• [BRON]
++++++++++
Geen 3-tier maar ook geen cloud first: wat dan wel?

3-tier IT-infrastructuur is eigenlijk niet meer van deze tijd, maar met de dogmatische cloud first-aanpak is de slinger eigenlijk ook te ver doorgeslagen. Een genuanceerdere visie dringt zich op.

3-tier IT-infrastructuur is eigenlijk niet meer van deze tijd, maar met de dogmatische cloud first-aanpak is de slinger eigenlijk ook te ver doorgeslagen. Een genuanceerdere visie dringt zich op.

Hoewel het nog best populair is, staat geen van de experten tijdens de ronde tafel over datacenter en IT-infrastructuur, georganiseerd door ITdaily, vandaag echt achter een 3-tier-model voor IT-infrastructuur. Dat model staat symbool voor het oude IT-landschap: netwerk, opslag en rekenkracht worden voor een periode van drie jaar of langer gekocht en overgeprovisioneerd zodat er zeker genoeg is. Op deze rigide omgevingen draaien legacy-applicaties, die moeilijk verplaatsbaar zijn.

Van de ene cel naar de andere

Met de opkomst van de hyperscalers, was de oplossing voor sommige partijen duidelijk. “We gaan allemaal naar cloud first, riepen IT-experts”, herinnert Tom Van der Hulst, Business Unit Manager Intelligent Infrastructure bij NTT zich. De cloud first-strategie leidde soms tot een massale migratie naar de cloud, al te vaak zonder doordachte motivatie, laat staan optimalisatie van de workloads. Een lift and shift, om toch maar in de cloud te zitten, was geen zeldzaamheid.
++++++++++
• [BESCHIKBAAR MATERIAAL]
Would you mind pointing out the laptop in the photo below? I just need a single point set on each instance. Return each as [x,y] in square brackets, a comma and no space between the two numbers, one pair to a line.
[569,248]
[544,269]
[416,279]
++++++++++
• [OPDRACHT]
Haal het volledige artikel over 3-tier-infrastructuur en cloud first woord voor woord uit de bron.

• [OPLOSSING]
Geen 3-tier maar ook geen cloud first: wat dan wel?

3-tier IT-infrastructuur is eigenlijk niet meer van deze tijd, maar met de dogmatische cloud first-aanpak is de slinger eigenlijk ook te ver doorgeslagen. Een genuanceerdere visie dringt zich op.

3-tier IT-infrastructuur is eigenlijk niet meer van deze tijd, maar met de dogmatische cloud first-aanpak is de slinger eigenlijk ook te ver doorgeslagen. Een genuanceerdere visie dringt zich op.

Hoewel het nog best populair is, staat geen van de experten tijdens de ronde tafel over datacenter en IT-infrastructuur, georganiseerd door ITdaily, vandaag echt achter een 3-tier-model voor IT-infrastructuur. Dat model staat symbool voor het oude IT-landschap: netwerk, opslag en rekenkracht worden voor een periode van drie jaar of langer gekocht en overgeprovisioneerd zodat er zeker genoeg is. Op deze rigide omgevingen draaien legacy-applicaties, die moeilijk verplaatsbaar zijn.

Van de ene cel naar de andere

Met de opkomst van de hyperscalers, was de oplossing voor sommige partijen duidelijk. “We gaan allemaal naar cloud first, riepen IT-experts”, herinnert Tom Van der Hulst, Business Unit Manager Intelligent Infrastructure bij NTT zich. De cloud first-strategie leidde soms tot een massale migratie naar de cloud, al te vaak zonder doordachte motivatie, laat staan optimalisatie van de workloads. Een lift and shift, om toch maar in de cloud te zitten, was geen zeldzaamheid.